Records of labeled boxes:
== == ==

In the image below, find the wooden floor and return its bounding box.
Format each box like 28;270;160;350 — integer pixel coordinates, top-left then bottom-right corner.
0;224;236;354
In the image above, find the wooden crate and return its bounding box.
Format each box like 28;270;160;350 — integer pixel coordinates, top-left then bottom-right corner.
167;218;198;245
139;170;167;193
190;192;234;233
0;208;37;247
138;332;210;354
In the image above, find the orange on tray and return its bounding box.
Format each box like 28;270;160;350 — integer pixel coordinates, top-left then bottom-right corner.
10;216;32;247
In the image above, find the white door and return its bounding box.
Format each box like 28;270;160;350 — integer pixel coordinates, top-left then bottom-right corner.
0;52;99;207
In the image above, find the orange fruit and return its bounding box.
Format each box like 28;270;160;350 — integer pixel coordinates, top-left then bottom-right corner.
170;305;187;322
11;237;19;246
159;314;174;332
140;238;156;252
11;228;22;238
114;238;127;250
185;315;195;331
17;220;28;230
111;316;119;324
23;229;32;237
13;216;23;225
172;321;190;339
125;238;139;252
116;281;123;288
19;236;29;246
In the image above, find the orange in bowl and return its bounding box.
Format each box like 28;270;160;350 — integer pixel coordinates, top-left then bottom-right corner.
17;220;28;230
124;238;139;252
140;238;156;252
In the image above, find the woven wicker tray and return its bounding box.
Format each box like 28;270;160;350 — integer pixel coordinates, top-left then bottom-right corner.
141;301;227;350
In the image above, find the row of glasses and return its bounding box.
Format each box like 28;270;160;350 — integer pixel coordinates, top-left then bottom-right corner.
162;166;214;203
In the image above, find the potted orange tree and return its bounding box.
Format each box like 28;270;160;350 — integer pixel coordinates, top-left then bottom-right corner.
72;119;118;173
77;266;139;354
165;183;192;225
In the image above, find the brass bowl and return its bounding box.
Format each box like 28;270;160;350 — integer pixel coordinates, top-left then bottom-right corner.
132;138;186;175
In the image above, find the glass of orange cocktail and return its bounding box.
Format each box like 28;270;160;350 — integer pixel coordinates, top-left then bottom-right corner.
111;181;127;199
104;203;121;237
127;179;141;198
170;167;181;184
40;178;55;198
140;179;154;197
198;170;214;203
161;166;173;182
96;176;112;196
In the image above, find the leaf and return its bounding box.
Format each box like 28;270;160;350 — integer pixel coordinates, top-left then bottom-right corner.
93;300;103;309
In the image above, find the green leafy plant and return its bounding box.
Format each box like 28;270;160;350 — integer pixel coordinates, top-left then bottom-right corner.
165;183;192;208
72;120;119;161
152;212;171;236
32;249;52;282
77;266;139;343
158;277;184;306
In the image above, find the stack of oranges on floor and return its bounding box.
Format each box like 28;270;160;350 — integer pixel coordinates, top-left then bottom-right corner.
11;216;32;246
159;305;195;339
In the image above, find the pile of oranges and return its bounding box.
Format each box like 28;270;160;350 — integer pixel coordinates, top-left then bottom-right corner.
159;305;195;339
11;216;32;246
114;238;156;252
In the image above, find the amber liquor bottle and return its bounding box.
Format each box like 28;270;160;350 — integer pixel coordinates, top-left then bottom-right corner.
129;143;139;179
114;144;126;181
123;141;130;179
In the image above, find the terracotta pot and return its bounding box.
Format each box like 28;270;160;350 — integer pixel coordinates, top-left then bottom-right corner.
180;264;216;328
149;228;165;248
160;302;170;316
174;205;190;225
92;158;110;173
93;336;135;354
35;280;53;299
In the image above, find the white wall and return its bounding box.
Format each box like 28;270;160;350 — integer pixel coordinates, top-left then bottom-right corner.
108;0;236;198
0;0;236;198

== == ==

**GIVEN TASK**
Convert all the lines above into a two-column CSV with the header request,answer and one row for each request. Put the request's text and its answer each in a single quoted field, and replace any line breaks inside a field with spaces.

**REPLY**
request,answer
"In the image below, find the wooden floor and return its bounding box. Format each box like 28;270;160;350 — integer pixel coordinates, top-left then bottom-right corner.","0;224;236;354"
"In the image above, find the wooden crate and return its bounding box. Format each box like 28;270;160;350 — integer pixel coordinates, top-left then bottom-right corner.","167;218;198;245 139;170;167;193 190;192;234;233 0;208;37;247 138;332;210;354"
"In the image above, find the orange on tray and return its bounding box. Format each box like 28;270;160;350 — integer pixel coordinates, top-left then bottom-right corner.","10;216;32;247"
"In the image above, find the white door and return its bounding box. Format each box like 28;270;160;350 — integer pixel coordinates, top-left then bottom-right corner.","0;52;99;207"
"In the image above, find the orange fruit and return its bounding box. Format each box like 28;270;160;350 — integer pixel coordinates, top-left then bottom-right corner.","170;305;187;322 11;237;19;246 159;314;174;332 140;238;156;252 11;228;22;238 114;238;127;250 185;315;195;331 17;220;28;230 111;316;119;324 23;229;32;237 13;216;23;225 172;321;190;339 125;238;139;252 116;281;123;288 19;236;29;246"
"In the image above, find the orange in bowl and return its bounding box. Format each box like 28;270;160;350 — integer pixel coordinates, top-left then bottom-right corner.","17;220;28;230 124;238;139;252 140;238;156;252"
"In the image above, find the woven wicker tray and return its bounding box. Format each box like 28;270;160;350 — integer pixel coordinates, top-left then bottom-right corner.","141;301;227;350"
"In the image above, find the row of glasses and return its bounding box. Format each box like 28;270;160;350 — integer pixel coordinates, top-left then bottom-right corner.","162;166;214;203"
"In the image above, find the potted orange tree and return its bounding box. Format each box like 28;270;160;350 — integer pixel coordinates, top-left then bottom-right corner.","72;119;118;173 77;266;139;354 165;183;192;225"
"In the image above, find the brass bowl and return its bounding box. Format each box like 28;270;160;350 — integer pixel coordinates, top-left then bottom-right corner.","132;138;186;175"
"In the image above, find the glass of orange cocktail and return its bounding box. Format each box like 28;270;160;350 — integer pixel coordinates, top-left then bottom-right corner.","111;181;127;199 104;203;121;237 127;179;141;198 170;167;181;184 40;178;55;198 140;179;154;197 198;170;214;203 161;166;173;182 96;176;112;196"
"In the image above, find the leaf and return its bounding box. Format each box like 28;270;160;350 — integer pixel coordinates, top-left then bottom-right corner.","93;300;103;309"
"In the image above, find the green leafy plant and return its bounding box. Format each box like 28;270;160;350 — integer pixel coordinates, top-left then bottom-right corner.","165;183;192;208 72;120;119;161 152;212;171;236 32;249;52;282 77;266;139;343 158;277;184;306"
"In the image above, find the stack of oranges on floor and return its bounding box. Format each box like 28;270;160;350 — integer pixel coordinates, top-left then bottom-right corner.","11;216;32;246 159;305;195;339"
"In the image above, find the pile of oranges and return its bounding box. Format each box like 28;270;160;350 — integer pixel coordinates, top-left then bottom-right corner.","159;305;195;339 11;216;32;246 114;238;156;252"
"In the image above, find the amber liquor bottle and return its bounding box. Format each box like 28;270;160;350 — integer pixel coordinates, top-left then bottom-right corner.","129;143;139;179 114;144;126;181 123;141;130;179"
"In the image above, find the terracotta pot and return its bounding box. Format each box like 28;270;160;350 — integer pixel coordinates, top-left then bottom-right corner.","180;264;216;328 149;228;165;248 160;302;170;316 174;205;190;225 92;158;110;173 93;336;135;354 35;280;53;299"
"In the image above, find the white wall and return its bounding box. Format each box like 28;270;160;350 — integer pixel coordinates, top-left then bottom-right corner.","108;0;236;198 0;0;236;198"